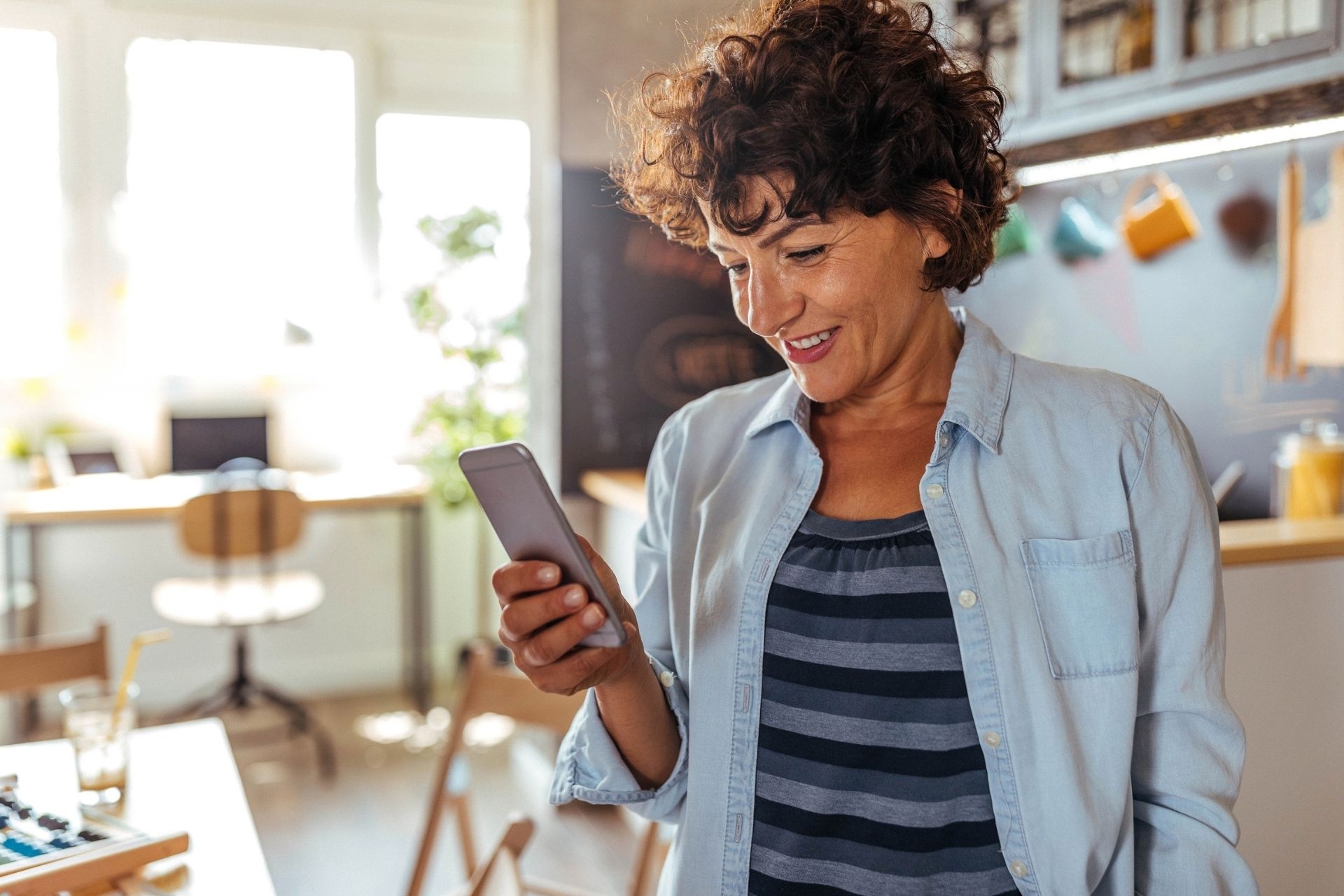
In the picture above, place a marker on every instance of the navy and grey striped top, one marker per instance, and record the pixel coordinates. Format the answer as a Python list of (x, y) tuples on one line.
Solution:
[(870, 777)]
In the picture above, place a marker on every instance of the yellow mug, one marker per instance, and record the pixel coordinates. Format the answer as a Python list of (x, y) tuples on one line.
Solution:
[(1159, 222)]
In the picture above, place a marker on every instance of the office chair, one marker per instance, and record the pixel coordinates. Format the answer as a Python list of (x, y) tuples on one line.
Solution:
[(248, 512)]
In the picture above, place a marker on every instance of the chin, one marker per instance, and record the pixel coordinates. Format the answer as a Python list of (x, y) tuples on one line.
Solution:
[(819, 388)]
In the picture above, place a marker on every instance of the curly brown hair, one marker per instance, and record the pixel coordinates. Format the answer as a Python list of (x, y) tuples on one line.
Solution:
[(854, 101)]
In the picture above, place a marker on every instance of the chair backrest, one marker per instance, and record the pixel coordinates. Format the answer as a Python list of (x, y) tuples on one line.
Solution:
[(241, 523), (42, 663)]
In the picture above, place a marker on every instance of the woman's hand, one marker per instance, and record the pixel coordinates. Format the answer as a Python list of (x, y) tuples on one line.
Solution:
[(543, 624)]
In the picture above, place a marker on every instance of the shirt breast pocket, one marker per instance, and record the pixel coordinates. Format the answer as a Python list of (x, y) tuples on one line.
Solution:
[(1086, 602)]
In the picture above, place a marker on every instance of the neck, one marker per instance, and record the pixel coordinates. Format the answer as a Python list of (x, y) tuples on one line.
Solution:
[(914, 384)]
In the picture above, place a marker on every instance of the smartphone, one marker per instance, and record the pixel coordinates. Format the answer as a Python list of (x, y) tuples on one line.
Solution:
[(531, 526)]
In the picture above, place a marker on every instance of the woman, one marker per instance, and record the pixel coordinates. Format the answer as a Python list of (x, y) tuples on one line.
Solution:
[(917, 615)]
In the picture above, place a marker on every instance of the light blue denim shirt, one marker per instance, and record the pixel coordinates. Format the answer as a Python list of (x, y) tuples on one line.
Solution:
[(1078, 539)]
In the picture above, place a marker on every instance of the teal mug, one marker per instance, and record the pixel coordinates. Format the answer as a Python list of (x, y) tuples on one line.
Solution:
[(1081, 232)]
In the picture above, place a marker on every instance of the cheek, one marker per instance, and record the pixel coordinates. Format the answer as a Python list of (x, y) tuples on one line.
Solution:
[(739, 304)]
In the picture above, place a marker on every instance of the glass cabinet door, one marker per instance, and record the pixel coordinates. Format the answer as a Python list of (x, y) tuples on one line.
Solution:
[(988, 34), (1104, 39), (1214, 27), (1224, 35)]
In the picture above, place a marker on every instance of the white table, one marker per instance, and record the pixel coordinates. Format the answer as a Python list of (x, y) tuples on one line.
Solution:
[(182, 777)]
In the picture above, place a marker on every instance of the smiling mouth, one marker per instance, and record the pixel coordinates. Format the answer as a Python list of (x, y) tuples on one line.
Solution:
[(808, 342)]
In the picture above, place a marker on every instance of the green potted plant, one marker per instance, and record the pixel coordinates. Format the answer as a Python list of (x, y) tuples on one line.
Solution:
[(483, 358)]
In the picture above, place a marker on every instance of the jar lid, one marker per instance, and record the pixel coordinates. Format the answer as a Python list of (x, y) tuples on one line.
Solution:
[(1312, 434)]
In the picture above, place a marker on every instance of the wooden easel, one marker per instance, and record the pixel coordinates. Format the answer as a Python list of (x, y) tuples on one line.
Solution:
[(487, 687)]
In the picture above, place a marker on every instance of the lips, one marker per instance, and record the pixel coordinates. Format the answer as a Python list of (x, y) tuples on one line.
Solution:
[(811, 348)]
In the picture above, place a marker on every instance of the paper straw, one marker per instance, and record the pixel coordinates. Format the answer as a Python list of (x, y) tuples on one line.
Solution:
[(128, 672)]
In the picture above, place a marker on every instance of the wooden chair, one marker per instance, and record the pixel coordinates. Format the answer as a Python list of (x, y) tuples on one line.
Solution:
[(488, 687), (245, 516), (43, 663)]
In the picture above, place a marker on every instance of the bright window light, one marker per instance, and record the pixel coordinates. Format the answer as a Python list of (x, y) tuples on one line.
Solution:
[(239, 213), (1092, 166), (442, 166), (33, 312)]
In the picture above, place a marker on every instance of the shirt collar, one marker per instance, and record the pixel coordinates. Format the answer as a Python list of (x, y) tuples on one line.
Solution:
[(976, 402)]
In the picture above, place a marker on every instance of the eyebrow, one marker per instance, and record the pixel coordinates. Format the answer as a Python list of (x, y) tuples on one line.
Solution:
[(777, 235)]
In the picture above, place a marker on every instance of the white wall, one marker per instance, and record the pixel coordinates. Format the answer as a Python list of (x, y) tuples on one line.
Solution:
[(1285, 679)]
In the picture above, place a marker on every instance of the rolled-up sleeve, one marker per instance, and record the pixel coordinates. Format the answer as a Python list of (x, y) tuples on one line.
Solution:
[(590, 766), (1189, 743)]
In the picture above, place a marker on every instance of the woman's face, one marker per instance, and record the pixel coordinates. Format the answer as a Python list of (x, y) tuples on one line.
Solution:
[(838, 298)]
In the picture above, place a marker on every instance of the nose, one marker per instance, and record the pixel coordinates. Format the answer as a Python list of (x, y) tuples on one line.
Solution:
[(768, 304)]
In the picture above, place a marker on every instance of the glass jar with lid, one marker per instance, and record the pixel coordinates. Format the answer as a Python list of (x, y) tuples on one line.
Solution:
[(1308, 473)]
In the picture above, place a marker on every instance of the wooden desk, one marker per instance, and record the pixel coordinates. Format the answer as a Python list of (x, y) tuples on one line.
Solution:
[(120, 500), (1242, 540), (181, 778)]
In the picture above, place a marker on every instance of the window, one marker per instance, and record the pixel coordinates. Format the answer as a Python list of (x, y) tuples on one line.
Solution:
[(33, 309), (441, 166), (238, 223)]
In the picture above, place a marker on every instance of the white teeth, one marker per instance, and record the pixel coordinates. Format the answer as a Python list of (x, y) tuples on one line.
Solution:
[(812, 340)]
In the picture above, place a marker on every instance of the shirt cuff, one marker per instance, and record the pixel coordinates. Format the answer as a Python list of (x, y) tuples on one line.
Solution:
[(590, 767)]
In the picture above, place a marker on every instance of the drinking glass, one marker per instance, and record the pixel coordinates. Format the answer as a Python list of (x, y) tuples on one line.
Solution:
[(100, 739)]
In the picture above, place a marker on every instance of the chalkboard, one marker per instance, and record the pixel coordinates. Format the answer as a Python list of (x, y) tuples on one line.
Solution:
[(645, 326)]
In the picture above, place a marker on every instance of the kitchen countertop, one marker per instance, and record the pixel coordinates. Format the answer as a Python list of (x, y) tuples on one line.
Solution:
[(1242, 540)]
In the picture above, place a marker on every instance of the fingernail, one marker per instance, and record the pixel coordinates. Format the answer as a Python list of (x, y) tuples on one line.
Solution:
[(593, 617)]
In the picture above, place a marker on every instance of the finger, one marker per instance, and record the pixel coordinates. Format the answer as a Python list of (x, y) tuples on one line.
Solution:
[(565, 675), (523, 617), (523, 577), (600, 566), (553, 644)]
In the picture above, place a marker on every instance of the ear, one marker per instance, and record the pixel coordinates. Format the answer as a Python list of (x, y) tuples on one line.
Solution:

########################################

PROBLEM STATEMENT> Please turn every line of the items above into a Markdown table with the columns Row and Text, numbering each line in Row, dropping blank lines, and leaving the pictures out.

EXPECTED OUTPUT>
| Row | Text |
|---|---|
| 1 | In the picture above, place a marker on every instance of the navy and grey striped top, one marker per instance, and record the pixel coordinates. Format the answer as a Python list of (x, y) tuples on one line. |
| 2 | Solution: |
| 3 | [(870, 777)] |
| 4 | In the picture above, place a marker on every instance of the yellow mug, one marker per instance, and record the pixel coordinates. Format the answer as a Python list of (x, y) tuples on one line. |
| 5 | Solution: |
| 6 | [(1159, 222)] |
| 7 | In the picture above, place a marker on every instance of the office chair, one marker per instance, and record the pixel coordinates. Format the answer as a Python list of (x, y) tuples on one line. |
| 8 | Solution: |
| 9 | [(248, 512)] |
| 10 | In the picture above, place a marker on every instance of the chin, one marker per instance, and record the pixel coordinates. Format the answer as a Python list of (x, y) tuples on one line. |
| 11 | Solution: |
| 12 | [(819, 388)] |
| 13 | In the picture above, place a marker on every instance of the curly brown hair, one marker per instance, and record the pixel coordinates. Format the answer as a Python list of (x, y) tuples on one line. |
| 14 | Solution: |
| 15 | [(854, 101)] |
| 16 | In the picture above, place a marker on every instance of the chair backrest, one marker per instance, and record the pixel coordinates. Format the answer as a Python list of (x, y) tuples on one line. |
| 17 | Solution: |
| 18 | [(241, 523), (42, 663)] |
| 19 | In the picture above, place a marker on every instance of the woman's hand, one marker per instance, and record the pixel coordinates. Format the answer as a Python list of (x, y) tuples on one line. |
| 20 | Solution: |
| 21 | [(543, 624)] |
| 22 | In the picture above, place a marker on every instance of the shirt breast pocket, one marker per instance, and record the pixel coordinates. Format the answer as a Python list of (x, y) tuples on one line. |
| 23 | Solution: |
| 24 | [(1086, 602)] |
| 25 | In the picture above, place a marker on every instance of the neck, one marker per instance, and record the pixel coordinates. Format the answer as a Python list of (x, y) tuples on one line. |
| 26 | Solution: |
| 27 | [(914, 384)] |
| 28 | In the picture above, place a marker on every instance of the smartphone, one marker per instance, and record the pixel coordinates. Format the answer as a Python list of (x, y) tuples on one line. |
| 29 | Solution: |
| 30 | [(531, 526)] |
| 31 | In the picture above, place a marker on every instance of the woman, one marker per instance, and record the pixel coordinates. Format the answer as a Python list of (x, y) tuples on one line. |
| 32 | Solution: |
| 33 | [(917, 615)] |
| 34 | In the picture above, place a marker on every instance of the light blue denim shirt, one marker per instance, and record the pixel coordinates. Format the answer as a Python list of (x, y) tuples on one line. |
| 35 | Solution: |
| 36 | [(1078, 539)] |
| 37 | In the picture above, place a marker on every instance of the teal mug, one marker per instance, and record the pixel coordinates. Format the answer as a Python list of (x, y) tuples on one line. |
| 38 | Solution: |
| 39 | [(1081, 232)] |
| 40 | In the picture above, place a marker on every instance of the cheek, one marker per instance, and record the pixel coordinates. Format the answer as a Python list of (x, y) tuples on one line. |
| 41 | Solution: |
| 42 | [(739, 304)] |
| 43 | In the picture above, place a marker on every instance of the glass cabinet door, one marker per instance, and record the pixel coordinates. Format the answer as a Python list of (x, y) tuples on one line. |
| 44 | Solution: |
| 45 | [(988, 34), (1104, 39), (1214, 27), (1224, 35)] |
| 46 | In the picture above, place a marker on every instance of the white table, one marker per instance, and record the pixel coordinates. Format the answer as a Python list of (x, y) tuples on one line. |
| 47 | Solution: |
| 48 | [(182, 777)] |
| 49 | In the picture above, place a marker on every instance of the smiling mouth, one marker per instance, and record the pixel coordinates. Format the answer as a Python list of (x, y) tuples on one line. |
| 50 | Solution: |
| 51 | [(808, 342)] |
| 52 | In the picture above, place a marker on every instance of the green potted plant, one marker per instance, and record the pixel coordinates. Format the answer as a Python list of (x, y) tuples on one line. |
| 53 | Solution: |
| 54 | [(483, 358)] |
| 55 | In the picture above, place a marker on every instance of the jar lid, one marker per instance, and record the pixel coordinates. Format the answer as a Python list of (x, y) tuples on one line. |
| 56 | Solution: |
| 57 | [(1312, 434)] |
| 58 | In the picture above, place a marker on every instance of the wooden easel, one marker per instance, and record the pixel coordinates. Format the answer as a Python list of (x, y) tuples on one line. |
| 59 | Solution: |
| 60 | [(487, 687)] |
| 61 | In the picture above, place a marker on every instance of the lips, one marker per instance, and record the pixel coordinates. Format the answer as a Python list of (x, y) tuples on one line. |
| 62 | Solution: |
| 63 | [(811, 348)] |
| 64 | In the picture above, place a marker on every instance of the paper straw, one marker per instance, and record the pixel coordinates. Format the answer as a Python list of (x, y) tuples on one line. |
| 65 | Solution: |
| 66 | [(128, 672)] |
| 67 | In the picture above, place a marker on every instance of the wooden chair, one marker per instance, and record the pixel coordinates. Format the answer as a Python list of (x, y) tuples on one line. |
| 68 | Solution: |
| 69 | [(488, 687), (245, 516), (43, 663)] |
| 70 | In the picture above, place a marker on every instance of the bright window light, one marker per instance, and record the pixel coordinates. Format the answer as a Python list of (x, y) tuples on one line. |
| 71 | Solution: |
| 72 | [(239, 213), (1092, 166), (442, 166), (33, 312)] |
| 73 | In the picture above, place a marker on every instance of the shirt collar, one marker per instance, and record the pixel coordinates. Format the answer as a Python list of (x, y) tuples on one line. |
| 74 | Solution: |
| 75 | [(976, 402)] |
| 76 | In the picture above, place a marker on every instance of the eyebrow, one marker per instance, and record the pixel coordinates. Format the answer as a Python list of (x, y) tuples on one line. |
| 77 | Solution: |
| 78 | [(777, 235)] |
| 79 | In the picture above, place a marker on every instance of the white wall, one marker per instance, and record the pixel coordinates. Format the answer as a Python list of (x, y) tuples on one line. |
| 80 | Solution: |
| 81 | [(1285, 679)] |
| 82 | In the picture above, place a marker on every instance of the rolled-up sleeve, one marker per instance, and record the pixel coordinates. Format the answer as a Python list of (x, y) tuples on one line. |
| 83 | Solution: |
| 84 | [(590, 766), (1189, 743)] |
| 85 | In the picture above, place a marker on every instance of the woman's face, one marker per instance, and record the pixel coordinates. Format the answer as a Python list of (x, y) tuples on one line. |
| 86 | Solution: |
| 87 | [(838, 298)] |
| 88 | In the picture above, place a marker on every instance of the nose, one marker per instance, and record the pixel coordinates. Format the answer as a Python list of (x, y) tuples on one line. |
| 89 | Solution: |
| 90 | [(768, 304)] |
| 91 | In the picture above, place a marker on every instance of the glass jar with lid, one marker per instance, and record the pixel coordinates. Format the answer as a Python list of (x, y) tuples on one line. |
| 92 | Solution: |
| 93 | [(1308, 473)] |
| 94 | In the picture above, place a marker on every instance of the wooden desk, one marker per instance, and record the pixel coordinates. Format the answer as a Python list of (x, y) tuples on one line. |
| 95 | Solution: |
| 96 | [(120, 500), (1242, 540), (181, 778)] |
| 97 | In the picture above, place a marker on every instance of the window, one marker per instance, and record the pixel coordinates. Format the answer as a Python list of (x, y) tuples on one line. |
| 98 | Solution: |
| 99 | [(33, 309), (441, 166), (238, 223)] |
| 100 | In the picture above, place a marker on every instance of the white teeth, one marker per instance, and record the pixel coordinates. Format the answer as a Python list of (x, y) tuples on one line. |
| 101 | Solution: |
| 102 | [(812, 340)] |
| 103 | In the picture above, place a marker on every instance of the shirt cuff, one marker per instance, and record the pixel coordinates. Format the answer as a Python list of (x, y) tuples on one line. |
| 104 | Solution: |
| 105 | [(590, 767)] |
| 106 | In the picture above, place a marker on every instance of the drinking glass, one marker per instance, and record the pixel coordinates. Format the answer as a Python list of (x, y) tuples on one line. |
| 107 | Solution: |
| 108 | [(100, 739)] |
| 109 | In the picture above, place a marker on every instance of the chalkboard, one marker per instance, and record the pixel coordinates. Format the answer as a Python list of (x, y) tuples on one line. |
| 110 | Solution: |
| 111 | [(645, 326)] |
| 112 | In the picture above, place a marker on every instance of the kitchen countertop, one marker per instance, and record the pixel coordinates. Format the answer as a Python list of (x, y) tuples on one line. |
| 113 | Solution: |
| 114 | [(1242, 540)] |
| 115 | In the picture above, place a marker on every instance of the fingernail, one marker per instance, and record the pixel coordinates. Format the answer as a Python list of (x, y) tuples on one line. |
| 116 | Solution: |
| 117 | [(593, 617)] |
| 118 | In the picture above, place a marker on every instance of the finger, one marker per instance, and record the pixel coordinates. Format the answer as a Python list of (x, y) tuples on one line. |
| 119 | Solution: |
| 120 | [(565, 675), (523, 617), (523, 577), (600, 566), (553, 644)] |
| 121 | In the picture above, place a marker on every instance of the ear, one marker per instance, and record the pixel coordinates. Format the answer as a Python list of (x, y) tuples on one line. |
| 122 | Solution: |